Investor reports continued to hype up the value of Wellington since the closure.“Wellington continues to be rated as one of the top cities in the world in which to live, and we continue to believe that the Courtenay Central site is located in one of the most vibrant and growing commercial and entertainment precinct areas of Wellington,” this year’s annual report said, emphasising its proximity to the new Tākina conference centre and the future Golden Mile upgrade. 

A slide from a Reading International investor report in 2019 revealed details about future plans for Courtenay Central.

“We remain optimistic about the development potential for our Courtenay Central property,” the 2022 report said, noting the two car parking sites were some of the last large undeveloped sites in the city. That same year Reading secured council approval to use the Wakefield and Tory St sites for parking for the next 15 years, a clear sign the company has long-term plans in the city.

==============================

• EXERCISES TO COMPLETE
(A) Condense the paragraph of the Courtenay Central excerpt that begins "We remain optimistic" into a shorter version that keeps its main facts.
(B) Repeat word for word the portion of the Courtenay Central excerpt starting at "A slide from" and ending at "plans in the city.".

==============================

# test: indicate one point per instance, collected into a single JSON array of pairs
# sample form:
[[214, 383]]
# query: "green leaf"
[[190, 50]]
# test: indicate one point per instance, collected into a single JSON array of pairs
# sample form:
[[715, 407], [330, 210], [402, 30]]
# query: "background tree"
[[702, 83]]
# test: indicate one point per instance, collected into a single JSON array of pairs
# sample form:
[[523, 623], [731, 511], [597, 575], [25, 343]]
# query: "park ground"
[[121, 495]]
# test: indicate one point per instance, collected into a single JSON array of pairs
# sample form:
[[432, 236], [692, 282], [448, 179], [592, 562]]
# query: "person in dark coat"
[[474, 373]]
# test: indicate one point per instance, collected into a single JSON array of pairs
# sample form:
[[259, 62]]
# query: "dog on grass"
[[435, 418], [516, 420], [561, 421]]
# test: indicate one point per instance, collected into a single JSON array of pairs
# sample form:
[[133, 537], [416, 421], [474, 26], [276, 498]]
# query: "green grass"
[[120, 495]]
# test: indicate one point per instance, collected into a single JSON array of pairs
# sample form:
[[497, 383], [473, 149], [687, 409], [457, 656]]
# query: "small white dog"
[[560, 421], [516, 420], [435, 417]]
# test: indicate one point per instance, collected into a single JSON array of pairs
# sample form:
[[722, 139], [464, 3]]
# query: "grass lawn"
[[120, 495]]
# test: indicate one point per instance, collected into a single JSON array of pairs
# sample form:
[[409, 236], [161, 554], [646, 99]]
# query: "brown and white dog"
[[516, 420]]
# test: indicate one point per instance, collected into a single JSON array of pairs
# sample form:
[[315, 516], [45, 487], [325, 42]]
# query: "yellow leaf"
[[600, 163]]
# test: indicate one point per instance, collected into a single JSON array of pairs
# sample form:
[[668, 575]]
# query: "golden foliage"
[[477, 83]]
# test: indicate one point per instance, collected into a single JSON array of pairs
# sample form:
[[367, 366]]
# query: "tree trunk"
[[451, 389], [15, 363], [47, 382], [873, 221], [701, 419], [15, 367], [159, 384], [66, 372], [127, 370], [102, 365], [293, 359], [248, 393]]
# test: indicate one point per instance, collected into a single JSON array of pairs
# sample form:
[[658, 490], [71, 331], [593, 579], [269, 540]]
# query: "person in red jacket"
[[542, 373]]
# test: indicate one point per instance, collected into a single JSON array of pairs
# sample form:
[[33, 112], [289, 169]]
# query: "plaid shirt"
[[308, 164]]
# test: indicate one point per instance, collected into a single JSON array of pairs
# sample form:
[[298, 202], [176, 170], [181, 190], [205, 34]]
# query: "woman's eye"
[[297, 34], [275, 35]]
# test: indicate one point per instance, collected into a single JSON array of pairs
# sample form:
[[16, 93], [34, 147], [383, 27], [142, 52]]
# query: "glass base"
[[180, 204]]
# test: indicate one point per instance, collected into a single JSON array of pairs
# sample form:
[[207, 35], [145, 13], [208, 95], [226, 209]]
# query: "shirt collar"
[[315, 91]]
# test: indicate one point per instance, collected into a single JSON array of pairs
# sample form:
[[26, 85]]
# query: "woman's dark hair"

==============================

• ANSWERS TO THE PROBLEMS
(A) The 2022 report voiced optimism about developing the Courtenay Central property and noted that its two car parking sites were among the city's last large undeveloped sites. That year, Reading got council approval to use the Wakefield and Tory St sites for parking for the next 15 years, a sign of its long-term plans in the city.

(B)
A slide from a Reading International investor report in 2019 revealed details about future plans for Courtenay Central.

“We remain optimistic about the development potential for our Courtenay Central property,” the 2022 report said, noting the two car parking sites were some of the last large undeveloped sites in the city. That same year Reading secured council approval to use the Wakefield and Tory St sites for parking for the next 15 years, a clear sign the company has long-term plans in the city.